— start of Recorded data —

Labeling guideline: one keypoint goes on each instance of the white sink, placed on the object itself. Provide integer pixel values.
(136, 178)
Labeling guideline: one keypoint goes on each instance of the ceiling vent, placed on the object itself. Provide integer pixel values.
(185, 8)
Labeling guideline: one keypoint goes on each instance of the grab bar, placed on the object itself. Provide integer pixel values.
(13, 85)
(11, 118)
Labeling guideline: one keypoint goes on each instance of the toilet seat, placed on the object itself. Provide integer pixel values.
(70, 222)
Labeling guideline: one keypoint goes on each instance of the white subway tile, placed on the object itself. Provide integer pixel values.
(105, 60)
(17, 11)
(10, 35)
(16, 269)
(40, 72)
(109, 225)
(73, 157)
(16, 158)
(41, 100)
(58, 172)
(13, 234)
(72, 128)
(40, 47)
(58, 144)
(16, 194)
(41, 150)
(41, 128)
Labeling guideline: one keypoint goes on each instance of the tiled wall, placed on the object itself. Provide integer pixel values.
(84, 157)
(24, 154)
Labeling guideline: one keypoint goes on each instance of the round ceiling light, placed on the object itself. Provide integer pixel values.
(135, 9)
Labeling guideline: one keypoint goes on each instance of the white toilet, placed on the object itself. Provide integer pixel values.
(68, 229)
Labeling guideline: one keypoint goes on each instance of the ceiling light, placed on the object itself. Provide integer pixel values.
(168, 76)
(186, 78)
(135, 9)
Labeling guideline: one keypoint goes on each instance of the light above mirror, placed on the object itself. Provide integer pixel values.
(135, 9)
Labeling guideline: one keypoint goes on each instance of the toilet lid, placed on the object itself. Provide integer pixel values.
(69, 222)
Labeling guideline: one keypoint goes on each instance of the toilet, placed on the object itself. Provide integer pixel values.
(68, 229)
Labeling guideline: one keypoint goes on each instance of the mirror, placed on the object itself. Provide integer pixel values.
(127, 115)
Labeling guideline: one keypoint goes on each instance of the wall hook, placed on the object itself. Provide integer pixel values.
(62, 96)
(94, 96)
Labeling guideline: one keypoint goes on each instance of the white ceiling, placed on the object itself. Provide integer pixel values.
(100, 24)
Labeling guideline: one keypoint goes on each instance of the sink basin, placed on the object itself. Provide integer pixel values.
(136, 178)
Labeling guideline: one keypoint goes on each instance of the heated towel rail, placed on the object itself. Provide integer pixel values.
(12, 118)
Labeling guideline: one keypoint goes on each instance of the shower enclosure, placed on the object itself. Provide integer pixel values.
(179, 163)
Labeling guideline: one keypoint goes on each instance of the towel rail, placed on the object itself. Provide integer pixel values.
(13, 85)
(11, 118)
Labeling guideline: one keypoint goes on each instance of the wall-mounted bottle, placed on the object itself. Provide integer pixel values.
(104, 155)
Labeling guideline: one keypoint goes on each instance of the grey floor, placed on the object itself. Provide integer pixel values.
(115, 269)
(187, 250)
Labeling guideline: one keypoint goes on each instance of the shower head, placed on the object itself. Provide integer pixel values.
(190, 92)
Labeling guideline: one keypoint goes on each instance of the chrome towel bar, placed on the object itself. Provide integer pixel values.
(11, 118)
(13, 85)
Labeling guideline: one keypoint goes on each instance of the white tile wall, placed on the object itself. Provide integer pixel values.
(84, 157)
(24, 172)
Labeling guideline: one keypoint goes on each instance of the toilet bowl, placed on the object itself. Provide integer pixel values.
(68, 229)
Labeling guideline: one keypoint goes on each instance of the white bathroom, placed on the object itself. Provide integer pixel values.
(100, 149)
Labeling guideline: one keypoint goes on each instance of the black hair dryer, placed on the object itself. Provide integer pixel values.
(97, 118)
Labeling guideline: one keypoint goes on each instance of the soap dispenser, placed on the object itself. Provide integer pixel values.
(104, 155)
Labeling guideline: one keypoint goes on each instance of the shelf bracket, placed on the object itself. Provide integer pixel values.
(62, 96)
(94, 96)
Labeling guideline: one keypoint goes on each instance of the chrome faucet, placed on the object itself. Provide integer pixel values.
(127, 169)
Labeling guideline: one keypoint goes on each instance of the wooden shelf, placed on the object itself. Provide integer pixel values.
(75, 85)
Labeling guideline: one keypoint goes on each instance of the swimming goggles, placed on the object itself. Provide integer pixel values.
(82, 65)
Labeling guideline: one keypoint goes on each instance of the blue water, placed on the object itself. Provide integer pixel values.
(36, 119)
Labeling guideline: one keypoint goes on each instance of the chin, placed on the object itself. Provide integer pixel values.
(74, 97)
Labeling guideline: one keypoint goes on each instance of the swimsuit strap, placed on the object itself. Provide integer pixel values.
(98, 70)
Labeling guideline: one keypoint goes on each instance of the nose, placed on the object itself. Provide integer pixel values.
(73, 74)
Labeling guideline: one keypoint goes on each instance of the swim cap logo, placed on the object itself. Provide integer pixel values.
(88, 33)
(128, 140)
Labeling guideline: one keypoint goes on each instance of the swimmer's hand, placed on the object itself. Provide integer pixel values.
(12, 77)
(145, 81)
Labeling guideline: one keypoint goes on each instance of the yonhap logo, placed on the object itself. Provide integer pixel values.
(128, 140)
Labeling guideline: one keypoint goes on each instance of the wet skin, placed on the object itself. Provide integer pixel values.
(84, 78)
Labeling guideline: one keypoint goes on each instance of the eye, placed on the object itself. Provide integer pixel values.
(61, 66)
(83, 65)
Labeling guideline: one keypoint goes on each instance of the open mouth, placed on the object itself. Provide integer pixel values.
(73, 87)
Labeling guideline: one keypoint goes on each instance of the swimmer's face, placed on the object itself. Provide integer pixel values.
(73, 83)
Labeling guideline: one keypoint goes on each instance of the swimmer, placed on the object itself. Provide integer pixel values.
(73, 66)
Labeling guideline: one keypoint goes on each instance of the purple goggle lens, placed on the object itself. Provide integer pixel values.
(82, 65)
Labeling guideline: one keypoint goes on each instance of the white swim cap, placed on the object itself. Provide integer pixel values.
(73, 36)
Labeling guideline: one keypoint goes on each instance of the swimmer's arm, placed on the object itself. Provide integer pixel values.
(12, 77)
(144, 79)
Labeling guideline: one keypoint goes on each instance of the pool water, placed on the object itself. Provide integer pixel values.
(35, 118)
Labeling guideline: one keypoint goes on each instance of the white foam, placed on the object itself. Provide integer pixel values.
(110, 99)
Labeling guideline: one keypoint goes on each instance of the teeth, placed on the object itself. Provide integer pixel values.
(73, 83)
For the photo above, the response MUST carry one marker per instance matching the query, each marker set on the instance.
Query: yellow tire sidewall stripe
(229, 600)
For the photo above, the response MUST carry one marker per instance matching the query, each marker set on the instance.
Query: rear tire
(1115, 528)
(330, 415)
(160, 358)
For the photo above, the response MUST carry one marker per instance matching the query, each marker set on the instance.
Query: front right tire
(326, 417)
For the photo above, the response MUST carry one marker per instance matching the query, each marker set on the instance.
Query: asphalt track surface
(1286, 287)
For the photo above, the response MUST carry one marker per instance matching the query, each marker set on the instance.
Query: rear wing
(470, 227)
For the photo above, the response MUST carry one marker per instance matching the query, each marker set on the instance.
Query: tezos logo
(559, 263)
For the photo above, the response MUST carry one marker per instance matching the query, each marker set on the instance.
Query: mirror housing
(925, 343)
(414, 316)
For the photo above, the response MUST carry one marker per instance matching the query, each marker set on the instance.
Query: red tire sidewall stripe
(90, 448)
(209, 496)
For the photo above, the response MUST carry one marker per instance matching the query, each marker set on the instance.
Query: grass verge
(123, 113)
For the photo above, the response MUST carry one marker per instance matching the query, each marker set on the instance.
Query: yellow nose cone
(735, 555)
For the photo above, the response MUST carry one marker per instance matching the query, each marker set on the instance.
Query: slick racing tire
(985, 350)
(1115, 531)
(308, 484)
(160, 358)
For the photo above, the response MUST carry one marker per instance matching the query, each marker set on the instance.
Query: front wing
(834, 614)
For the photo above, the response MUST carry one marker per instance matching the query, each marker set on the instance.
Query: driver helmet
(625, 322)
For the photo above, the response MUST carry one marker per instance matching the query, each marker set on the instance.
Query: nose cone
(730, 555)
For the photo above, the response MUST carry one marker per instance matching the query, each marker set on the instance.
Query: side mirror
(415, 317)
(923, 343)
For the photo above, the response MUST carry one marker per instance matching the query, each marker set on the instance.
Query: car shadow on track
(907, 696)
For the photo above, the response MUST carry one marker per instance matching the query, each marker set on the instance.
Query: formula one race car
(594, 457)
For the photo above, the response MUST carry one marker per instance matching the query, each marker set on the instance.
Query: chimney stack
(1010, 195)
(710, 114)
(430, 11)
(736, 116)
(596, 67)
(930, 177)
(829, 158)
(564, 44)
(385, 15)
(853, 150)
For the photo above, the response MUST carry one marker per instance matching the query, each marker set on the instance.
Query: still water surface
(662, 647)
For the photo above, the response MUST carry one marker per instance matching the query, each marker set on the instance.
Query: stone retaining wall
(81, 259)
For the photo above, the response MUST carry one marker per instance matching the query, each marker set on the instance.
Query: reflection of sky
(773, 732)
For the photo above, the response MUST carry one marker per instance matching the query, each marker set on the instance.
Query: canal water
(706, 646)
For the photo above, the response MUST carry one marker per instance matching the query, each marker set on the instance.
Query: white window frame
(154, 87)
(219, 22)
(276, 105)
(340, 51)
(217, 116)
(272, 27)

— end of Recorded data —

→ **Exercise goal**: Rewrite the listing from the line with "of the open" to the line with "(1286, 287)", changing every occurrence of "tire" to "wheel" and leaving everything else as it stands.

→ **Response to this task**:
Labeling guideline: one keypoint goes on each instance of the open mouth, placed on the object itself. Provide integer pixel values.
(73, 87)
Labeling guideline: one keypoint goes on each instance of the swimmer's face, placed on the object itself. Provide integer pixel values.
(73, 83)
Labeling guideline: one keypoint goes on each instance of the swimmer, placed on the object itself. Provide integer pixel values.
(73, 66)
Labeling guideline: one keypoint goes on each instance of the purple goggle lens, placed on the object itself. Provide integer pixel values.
(82, 65)
Labeling guideline: one keypoint goes on each instance of the white swim cap, placed on the object itself. Provide integer pixel values.
(73, 36)
Labeling guideline: one keypoint goes on each instance of the swimmer's arm, placed on the object itself. Provide integer pixel values.
(12, 77)
(144, 79)
Labeling guideline: one keypoint goes on each instance of the pool water, placed on the object itself. Provide integer pixel values.
(35, 118)
Labeling guideline: one keypoint goes on each instance of the white foam, placed on the object itself. Provide integer pixel values.
(110, 99)
Labeling guideline: one keypoint goes on each instance of the teeth, placed on the object itself. Provide integer pixel values.
(73, 83)
For the photo above, the response MUST carry one marker per instance matching the query, each marker set on the instance.
Query: yellow wheel sidewall stripe
(229, 600)
For the photo above, the response MUST carry one marker per instance matching the query, each marker set on the instance.
Query: rear wheel
(1115, 528)
(330, 415)
(160, 358)
For the photo above, the response MUST carry one marker per instance matching the query, each marker set on the instance.
Query: front right wheel
(326, 417)
For the photo above, the response MUST carry one marker per instance matching the query, each marker set on the instance.
Query: asphalt track surface
(1286, 287)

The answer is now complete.